>> Start

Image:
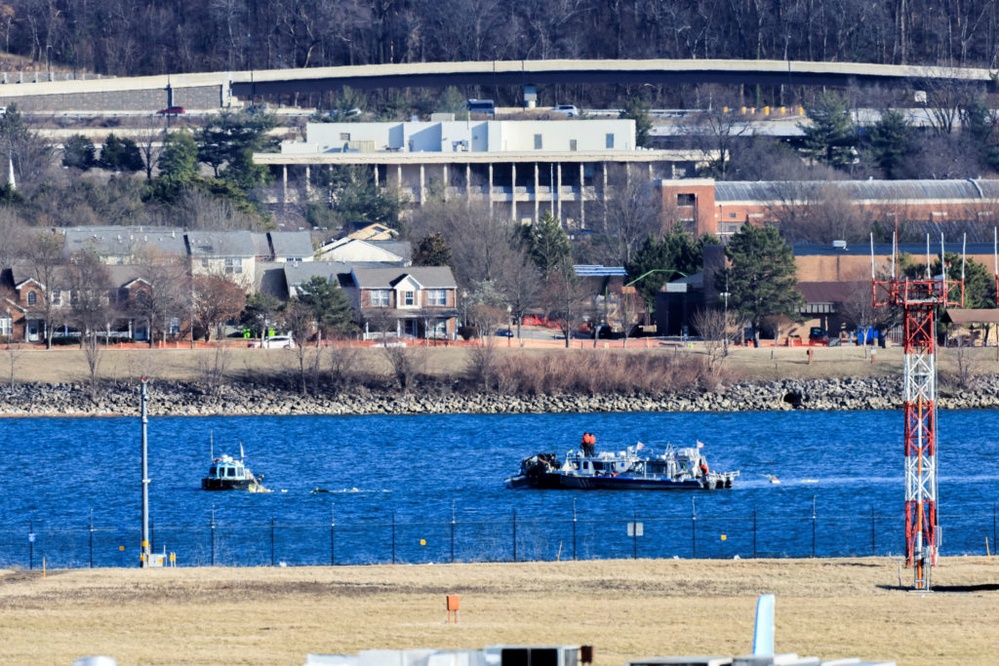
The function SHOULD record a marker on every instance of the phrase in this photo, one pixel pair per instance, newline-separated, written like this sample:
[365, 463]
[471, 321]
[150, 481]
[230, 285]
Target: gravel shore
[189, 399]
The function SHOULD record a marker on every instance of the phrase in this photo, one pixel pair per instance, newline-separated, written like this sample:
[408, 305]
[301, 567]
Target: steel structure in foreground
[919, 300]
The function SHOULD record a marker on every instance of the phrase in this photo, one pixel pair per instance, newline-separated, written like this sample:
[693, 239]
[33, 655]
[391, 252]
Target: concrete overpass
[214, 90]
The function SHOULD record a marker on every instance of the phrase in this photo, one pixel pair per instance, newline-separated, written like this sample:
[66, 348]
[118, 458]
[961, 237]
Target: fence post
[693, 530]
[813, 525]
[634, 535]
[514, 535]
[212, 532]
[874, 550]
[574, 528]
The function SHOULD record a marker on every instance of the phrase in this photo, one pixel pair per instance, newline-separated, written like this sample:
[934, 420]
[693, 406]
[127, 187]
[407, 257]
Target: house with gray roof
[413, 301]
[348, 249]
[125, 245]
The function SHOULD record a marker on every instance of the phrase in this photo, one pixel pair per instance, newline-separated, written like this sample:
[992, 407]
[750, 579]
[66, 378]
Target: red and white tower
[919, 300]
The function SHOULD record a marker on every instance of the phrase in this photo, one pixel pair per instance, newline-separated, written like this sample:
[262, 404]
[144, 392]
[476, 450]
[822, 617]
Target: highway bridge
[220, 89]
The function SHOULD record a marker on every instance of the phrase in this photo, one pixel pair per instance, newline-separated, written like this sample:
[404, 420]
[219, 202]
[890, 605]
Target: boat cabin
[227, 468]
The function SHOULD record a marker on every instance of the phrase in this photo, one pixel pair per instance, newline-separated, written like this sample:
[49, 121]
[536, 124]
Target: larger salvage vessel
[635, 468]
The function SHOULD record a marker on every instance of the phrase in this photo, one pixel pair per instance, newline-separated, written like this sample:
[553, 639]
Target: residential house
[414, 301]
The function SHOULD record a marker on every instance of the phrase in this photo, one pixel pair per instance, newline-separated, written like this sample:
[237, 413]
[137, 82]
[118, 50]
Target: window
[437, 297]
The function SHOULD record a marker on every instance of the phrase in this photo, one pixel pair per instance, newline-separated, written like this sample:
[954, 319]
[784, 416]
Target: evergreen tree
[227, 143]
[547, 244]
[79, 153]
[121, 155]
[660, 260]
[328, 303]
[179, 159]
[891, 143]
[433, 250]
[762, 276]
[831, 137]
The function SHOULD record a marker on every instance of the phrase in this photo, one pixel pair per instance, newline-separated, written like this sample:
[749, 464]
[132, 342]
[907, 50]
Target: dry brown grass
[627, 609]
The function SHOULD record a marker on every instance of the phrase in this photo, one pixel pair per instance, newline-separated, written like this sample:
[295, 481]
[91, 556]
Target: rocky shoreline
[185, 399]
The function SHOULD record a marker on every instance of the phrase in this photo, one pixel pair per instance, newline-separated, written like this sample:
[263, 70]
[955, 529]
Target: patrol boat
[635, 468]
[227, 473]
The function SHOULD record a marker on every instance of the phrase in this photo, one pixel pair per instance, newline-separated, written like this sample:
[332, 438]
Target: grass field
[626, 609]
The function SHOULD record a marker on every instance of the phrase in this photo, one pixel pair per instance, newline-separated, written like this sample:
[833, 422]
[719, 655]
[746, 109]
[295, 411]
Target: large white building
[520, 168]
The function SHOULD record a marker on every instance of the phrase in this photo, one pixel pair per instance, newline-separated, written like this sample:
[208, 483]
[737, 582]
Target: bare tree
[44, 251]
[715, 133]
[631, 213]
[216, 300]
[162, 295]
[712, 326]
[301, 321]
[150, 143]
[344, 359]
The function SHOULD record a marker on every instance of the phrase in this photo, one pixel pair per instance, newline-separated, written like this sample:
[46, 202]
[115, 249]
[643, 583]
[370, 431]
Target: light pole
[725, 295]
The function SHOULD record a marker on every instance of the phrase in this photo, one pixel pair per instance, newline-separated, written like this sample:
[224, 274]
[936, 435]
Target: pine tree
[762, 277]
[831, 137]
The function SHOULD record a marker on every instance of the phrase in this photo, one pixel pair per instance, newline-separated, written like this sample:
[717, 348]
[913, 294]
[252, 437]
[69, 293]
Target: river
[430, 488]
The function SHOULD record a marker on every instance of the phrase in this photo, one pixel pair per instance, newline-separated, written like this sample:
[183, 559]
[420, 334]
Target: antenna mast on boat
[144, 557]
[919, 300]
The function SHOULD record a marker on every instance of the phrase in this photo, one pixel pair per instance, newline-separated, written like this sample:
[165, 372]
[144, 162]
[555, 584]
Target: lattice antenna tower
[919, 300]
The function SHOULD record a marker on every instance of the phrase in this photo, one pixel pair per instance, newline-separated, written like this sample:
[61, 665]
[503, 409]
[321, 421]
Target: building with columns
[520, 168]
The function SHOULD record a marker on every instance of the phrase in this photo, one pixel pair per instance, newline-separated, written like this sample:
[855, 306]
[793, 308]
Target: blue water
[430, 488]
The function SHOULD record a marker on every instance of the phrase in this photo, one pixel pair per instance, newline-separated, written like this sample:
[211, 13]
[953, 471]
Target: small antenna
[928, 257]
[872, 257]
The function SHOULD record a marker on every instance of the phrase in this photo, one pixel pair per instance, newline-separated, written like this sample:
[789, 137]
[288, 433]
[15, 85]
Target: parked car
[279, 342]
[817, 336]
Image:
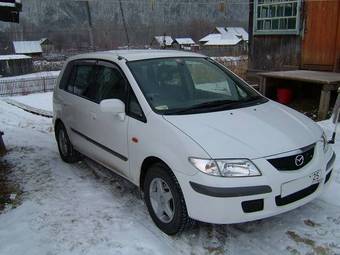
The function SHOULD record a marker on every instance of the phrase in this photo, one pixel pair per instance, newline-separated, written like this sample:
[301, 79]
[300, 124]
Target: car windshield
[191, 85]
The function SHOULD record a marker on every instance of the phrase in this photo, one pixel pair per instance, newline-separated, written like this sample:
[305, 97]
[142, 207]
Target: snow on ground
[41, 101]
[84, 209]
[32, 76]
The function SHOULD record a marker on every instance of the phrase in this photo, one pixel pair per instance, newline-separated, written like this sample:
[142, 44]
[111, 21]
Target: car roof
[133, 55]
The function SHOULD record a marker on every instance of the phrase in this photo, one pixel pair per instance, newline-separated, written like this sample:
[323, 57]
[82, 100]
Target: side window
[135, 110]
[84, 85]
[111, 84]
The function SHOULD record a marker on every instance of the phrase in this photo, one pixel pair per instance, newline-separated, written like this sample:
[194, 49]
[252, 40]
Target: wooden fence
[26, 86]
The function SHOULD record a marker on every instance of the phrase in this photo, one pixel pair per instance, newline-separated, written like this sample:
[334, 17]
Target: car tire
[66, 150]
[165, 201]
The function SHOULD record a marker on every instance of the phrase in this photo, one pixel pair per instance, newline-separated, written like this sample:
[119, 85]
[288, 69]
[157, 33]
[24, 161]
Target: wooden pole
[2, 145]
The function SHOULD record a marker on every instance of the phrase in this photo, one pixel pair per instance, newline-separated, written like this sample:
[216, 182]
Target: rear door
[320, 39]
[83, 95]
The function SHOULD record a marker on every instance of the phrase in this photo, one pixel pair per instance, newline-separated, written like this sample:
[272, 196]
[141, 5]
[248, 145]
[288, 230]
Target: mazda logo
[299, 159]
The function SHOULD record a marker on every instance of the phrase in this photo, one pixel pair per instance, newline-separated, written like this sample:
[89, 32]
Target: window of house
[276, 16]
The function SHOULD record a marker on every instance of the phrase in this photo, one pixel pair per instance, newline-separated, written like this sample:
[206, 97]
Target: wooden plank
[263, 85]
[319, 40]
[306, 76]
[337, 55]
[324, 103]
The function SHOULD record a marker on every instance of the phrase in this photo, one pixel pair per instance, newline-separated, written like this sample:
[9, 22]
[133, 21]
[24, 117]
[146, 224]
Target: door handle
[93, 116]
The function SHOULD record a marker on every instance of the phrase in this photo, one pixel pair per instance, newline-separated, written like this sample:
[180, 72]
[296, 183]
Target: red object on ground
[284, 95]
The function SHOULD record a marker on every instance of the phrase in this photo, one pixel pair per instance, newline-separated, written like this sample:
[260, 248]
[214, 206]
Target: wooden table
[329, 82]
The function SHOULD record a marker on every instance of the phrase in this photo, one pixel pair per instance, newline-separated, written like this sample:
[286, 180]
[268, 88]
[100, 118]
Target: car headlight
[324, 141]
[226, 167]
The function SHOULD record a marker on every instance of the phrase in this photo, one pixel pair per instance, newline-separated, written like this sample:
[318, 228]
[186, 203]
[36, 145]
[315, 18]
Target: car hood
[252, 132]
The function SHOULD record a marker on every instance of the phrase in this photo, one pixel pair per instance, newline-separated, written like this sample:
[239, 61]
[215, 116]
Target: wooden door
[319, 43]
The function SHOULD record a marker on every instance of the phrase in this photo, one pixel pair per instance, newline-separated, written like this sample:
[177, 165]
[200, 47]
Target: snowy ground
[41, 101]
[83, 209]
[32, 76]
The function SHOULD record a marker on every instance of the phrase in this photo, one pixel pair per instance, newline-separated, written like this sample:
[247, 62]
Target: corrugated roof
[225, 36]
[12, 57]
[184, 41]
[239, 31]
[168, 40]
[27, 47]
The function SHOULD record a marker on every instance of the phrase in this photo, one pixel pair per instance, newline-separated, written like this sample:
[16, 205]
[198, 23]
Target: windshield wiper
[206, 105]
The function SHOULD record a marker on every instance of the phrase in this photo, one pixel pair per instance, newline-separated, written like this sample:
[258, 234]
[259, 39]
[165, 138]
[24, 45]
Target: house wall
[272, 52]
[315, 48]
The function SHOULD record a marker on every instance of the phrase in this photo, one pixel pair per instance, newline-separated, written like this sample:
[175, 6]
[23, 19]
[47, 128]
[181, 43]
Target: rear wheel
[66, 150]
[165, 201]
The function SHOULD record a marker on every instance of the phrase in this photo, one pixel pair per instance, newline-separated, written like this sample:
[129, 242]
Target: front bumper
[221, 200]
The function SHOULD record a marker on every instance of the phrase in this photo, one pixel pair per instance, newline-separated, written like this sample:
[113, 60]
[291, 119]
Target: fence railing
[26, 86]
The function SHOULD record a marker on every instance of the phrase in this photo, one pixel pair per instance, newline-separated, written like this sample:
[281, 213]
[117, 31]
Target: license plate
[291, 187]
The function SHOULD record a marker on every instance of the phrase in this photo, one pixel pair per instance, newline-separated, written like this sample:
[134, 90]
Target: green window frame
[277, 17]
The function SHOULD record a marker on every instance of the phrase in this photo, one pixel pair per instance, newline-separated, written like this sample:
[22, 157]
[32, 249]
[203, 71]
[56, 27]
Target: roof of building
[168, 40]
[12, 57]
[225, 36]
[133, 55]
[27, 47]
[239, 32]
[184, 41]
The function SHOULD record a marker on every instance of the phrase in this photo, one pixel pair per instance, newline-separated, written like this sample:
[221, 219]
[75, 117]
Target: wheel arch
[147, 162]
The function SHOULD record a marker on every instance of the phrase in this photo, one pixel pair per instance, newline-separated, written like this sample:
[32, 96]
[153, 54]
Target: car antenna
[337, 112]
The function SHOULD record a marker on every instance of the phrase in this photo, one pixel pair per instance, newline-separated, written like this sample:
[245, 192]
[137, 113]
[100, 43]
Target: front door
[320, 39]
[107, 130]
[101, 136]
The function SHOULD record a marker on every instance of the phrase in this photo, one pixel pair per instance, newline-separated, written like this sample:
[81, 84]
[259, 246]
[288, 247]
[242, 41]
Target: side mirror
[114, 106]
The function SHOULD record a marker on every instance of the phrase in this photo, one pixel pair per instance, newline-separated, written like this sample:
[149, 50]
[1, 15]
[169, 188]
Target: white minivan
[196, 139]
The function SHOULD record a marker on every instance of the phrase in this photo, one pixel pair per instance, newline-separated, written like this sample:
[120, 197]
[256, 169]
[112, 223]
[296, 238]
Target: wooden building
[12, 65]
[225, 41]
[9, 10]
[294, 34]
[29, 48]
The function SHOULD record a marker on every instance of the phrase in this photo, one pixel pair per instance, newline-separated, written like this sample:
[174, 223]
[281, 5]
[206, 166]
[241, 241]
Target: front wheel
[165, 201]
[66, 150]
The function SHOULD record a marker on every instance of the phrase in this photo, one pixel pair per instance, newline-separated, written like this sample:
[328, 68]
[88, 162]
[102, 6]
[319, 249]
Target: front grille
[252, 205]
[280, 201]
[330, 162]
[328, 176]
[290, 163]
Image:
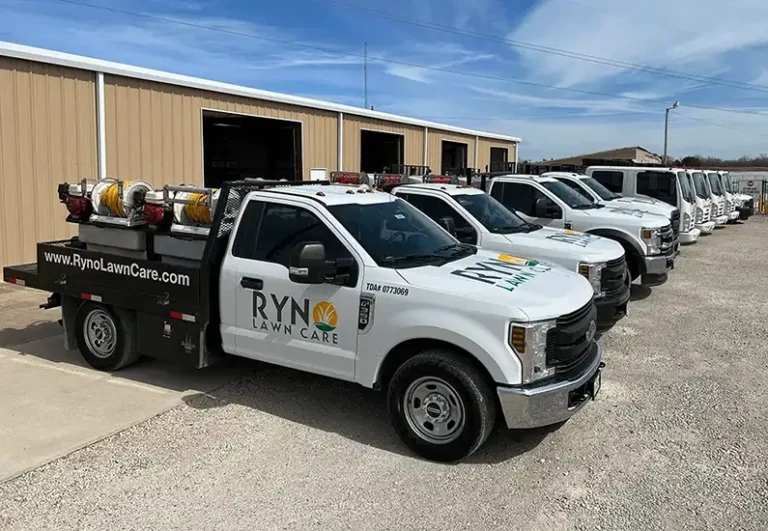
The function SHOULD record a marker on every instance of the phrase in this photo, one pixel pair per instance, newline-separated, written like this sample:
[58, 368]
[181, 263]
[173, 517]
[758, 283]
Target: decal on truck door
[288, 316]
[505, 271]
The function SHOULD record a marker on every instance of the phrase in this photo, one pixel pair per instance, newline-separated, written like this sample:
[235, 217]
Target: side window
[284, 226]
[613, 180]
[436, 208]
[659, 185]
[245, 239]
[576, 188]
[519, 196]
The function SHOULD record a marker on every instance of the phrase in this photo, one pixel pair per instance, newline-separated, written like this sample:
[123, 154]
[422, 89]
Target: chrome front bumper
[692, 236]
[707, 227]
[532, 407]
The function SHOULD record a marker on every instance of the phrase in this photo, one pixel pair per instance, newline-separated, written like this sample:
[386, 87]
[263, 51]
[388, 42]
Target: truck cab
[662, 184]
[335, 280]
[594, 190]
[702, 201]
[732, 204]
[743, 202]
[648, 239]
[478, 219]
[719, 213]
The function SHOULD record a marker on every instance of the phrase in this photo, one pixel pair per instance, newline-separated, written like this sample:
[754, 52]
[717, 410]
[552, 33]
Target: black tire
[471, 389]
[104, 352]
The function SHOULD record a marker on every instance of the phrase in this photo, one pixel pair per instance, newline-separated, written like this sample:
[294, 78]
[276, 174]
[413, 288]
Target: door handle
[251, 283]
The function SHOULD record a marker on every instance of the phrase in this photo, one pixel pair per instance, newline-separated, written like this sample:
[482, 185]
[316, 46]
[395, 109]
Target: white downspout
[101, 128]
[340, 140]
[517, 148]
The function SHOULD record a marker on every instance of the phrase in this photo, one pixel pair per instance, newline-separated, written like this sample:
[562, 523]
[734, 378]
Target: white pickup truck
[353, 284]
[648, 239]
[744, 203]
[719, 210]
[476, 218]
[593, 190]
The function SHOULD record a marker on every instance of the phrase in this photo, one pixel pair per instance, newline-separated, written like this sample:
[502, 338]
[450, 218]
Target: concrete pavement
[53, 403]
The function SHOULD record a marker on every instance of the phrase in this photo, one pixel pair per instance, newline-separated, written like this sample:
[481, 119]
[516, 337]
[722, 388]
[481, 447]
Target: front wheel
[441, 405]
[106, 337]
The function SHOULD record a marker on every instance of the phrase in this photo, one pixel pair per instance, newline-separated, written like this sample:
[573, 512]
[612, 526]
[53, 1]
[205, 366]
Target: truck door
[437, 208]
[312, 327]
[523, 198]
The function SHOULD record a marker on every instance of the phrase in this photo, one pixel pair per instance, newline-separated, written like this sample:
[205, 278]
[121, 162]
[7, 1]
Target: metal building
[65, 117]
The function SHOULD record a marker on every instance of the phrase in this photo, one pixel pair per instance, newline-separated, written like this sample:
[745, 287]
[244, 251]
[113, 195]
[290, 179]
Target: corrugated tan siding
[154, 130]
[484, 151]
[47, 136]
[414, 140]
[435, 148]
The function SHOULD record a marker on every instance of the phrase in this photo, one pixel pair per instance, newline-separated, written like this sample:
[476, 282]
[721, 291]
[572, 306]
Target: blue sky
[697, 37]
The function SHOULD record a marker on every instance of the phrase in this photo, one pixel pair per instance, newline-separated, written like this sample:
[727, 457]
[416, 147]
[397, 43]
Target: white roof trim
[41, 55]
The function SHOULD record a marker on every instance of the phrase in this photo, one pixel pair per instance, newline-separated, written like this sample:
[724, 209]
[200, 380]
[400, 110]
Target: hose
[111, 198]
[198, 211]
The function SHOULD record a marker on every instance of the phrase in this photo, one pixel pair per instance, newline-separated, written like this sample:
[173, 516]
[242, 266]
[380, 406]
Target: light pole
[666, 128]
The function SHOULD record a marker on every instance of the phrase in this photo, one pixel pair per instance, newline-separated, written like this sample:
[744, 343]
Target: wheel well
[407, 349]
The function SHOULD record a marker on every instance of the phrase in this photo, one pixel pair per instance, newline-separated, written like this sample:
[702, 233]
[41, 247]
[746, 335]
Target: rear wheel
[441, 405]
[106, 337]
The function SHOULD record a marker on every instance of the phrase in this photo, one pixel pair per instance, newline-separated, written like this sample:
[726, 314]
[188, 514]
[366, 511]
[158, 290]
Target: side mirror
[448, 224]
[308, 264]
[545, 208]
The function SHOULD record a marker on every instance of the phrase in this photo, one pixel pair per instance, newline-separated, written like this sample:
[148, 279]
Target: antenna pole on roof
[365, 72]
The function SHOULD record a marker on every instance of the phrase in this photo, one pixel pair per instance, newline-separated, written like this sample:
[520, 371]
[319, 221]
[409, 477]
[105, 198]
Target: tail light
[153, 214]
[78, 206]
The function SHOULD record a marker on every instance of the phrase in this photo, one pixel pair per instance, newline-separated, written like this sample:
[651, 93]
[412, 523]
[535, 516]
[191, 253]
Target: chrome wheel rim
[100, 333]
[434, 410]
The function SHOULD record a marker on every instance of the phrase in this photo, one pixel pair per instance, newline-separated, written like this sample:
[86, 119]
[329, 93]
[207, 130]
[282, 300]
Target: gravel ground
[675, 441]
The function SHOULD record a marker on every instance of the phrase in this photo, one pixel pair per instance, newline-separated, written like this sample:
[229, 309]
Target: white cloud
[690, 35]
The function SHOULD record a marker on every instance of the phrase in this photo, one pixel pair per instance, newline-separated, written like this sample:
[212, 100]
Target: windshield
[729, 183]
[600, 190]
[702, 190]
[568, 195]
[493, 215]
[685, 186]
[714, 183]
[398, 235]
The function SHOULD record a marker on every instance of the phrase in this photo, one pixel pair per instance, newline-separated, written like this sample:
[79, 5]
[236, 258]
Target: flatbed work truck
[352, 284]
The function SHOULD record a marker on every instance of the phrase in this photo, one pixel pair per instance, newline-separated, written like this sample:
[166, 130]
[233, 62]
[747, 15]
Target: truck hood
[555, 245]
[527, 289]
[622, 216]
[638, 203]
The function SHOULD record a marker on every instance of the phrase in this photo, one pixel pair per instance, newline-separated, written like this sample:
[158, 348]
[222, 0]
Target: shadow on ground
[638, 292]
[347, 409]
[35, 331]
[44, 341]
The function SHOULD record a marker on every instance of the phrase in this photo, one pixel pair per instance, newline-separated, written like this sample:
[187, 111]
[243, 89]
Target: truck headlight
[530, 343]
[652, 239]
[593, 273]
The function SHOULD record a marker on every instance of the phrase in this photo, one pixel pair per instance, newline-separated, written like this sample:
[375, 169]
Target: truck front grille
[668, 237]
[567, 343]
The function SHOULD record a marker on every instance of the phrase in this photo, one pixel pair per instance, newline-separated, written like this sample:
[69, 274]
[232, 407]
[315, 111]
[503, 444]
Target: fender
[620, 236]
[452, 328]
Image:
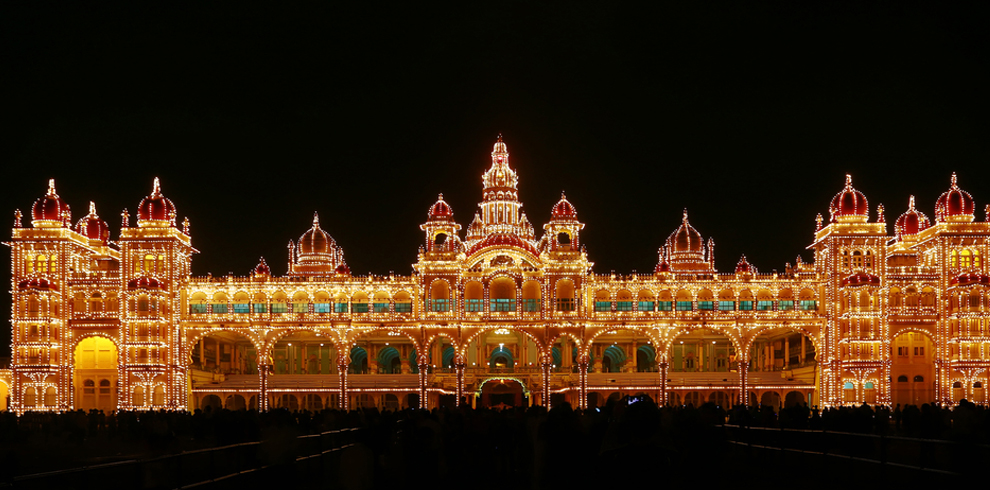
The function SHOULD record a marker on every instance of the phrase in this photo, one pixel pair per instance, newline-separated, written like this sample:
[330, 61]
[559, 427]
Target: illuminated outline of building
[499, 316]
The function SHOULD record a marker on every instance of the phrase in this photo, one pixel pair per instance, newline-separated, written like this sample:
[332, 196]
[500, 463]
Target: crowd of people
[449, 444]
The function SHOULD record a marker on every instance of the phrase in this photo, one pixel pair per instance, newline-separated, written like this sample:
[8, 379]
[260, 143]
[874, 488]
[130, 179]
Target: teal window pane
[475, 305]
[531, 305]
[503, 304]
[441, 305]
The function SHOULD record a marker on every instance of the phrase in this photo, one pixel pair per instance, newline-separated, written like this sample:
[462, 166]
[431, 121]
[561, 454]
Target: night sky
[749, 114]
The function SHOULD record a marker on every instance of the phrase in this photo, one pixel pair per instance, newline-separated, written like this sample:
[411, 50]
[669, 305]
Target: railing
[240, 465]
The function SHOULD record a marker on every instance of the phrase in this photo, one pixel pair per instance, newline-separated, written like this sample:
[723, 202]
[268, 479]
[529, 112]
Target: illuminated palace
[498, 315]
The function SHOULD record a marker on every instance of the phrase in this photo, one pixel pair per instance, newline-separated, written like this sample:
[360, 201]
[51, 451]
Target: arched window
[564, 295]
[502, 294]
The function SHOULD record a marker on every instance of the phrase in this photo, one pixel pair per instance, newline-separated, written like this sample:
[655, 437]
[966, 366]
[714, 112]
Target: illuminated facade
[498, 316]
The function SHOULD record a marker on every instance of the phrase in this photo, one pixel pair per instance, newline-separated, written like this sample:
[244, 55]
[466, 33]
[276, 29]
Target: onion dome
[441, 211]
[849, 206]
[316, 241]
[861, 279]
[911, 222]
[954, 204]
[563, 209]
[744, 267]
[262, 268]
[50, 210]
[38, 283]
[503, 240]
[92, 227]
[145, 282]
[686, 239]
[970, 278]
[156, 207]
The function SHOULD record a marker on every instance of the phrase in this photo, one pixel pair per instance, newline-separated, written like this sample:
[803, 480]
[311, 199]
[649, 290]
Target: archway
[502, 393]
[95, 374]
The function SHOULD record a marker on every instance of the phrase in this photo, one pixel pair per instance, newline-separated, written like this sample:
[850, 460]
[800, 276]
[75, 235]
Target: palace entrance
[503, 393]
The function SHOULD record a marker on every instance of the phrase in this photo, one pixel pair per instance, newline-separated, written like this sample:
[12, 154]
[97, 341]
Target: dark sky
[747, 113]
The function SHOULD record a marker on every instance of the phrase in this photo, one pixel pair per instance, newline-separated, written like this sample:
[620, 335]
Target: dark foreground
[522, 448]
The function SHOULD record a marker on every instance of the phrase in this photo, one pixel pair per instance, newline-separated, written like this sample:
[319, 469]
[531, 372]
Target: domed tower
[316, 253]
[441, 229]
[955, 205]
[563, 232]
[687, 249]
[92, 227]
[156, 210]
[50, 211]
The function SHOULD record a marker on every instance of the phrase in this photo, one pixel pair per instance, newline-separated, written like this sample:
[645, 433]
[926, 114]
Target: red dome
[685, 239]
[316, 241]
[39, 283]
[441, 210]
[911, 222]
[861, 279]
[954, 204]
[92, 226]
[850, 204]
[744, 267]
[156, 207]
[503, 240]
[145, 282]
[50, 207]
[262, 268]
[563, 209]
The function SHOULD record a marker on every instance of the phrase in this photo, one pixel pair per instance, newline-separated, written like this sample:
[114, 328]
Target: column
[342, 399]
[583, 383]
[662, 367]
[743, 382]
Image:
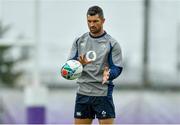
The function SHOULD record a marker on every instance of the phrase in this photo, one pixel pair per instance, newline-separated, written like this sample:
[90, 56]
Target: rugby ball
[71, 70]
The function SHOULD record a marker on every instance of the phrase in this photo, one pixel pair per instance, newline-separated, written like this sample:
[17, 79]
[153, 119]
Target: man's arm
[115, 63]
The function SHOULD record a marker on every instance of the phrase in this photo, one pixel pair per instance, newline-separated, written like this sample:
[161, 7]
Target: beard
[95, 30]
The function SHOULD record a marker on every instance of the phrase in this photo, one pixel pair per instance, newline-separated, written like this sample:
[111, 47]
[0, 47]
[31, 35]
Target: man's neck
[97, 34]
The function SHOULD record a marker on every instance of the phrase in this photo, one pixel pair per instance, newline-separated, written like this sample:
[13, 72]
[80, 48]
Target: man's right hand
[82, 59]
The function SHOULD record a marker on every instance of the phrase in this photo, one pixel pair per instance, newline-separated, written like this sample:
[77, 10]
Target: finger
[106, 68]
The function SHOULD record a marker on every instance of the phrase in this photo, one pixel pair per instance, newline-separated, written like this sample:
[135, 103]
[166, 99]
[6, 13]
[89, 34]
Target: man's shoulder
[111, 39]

>> End

Gather every line of the data above that contains the word "house", and copy each one in full.

Target: house with gray roof
Target: residential house
Target: window of house
Target: house wall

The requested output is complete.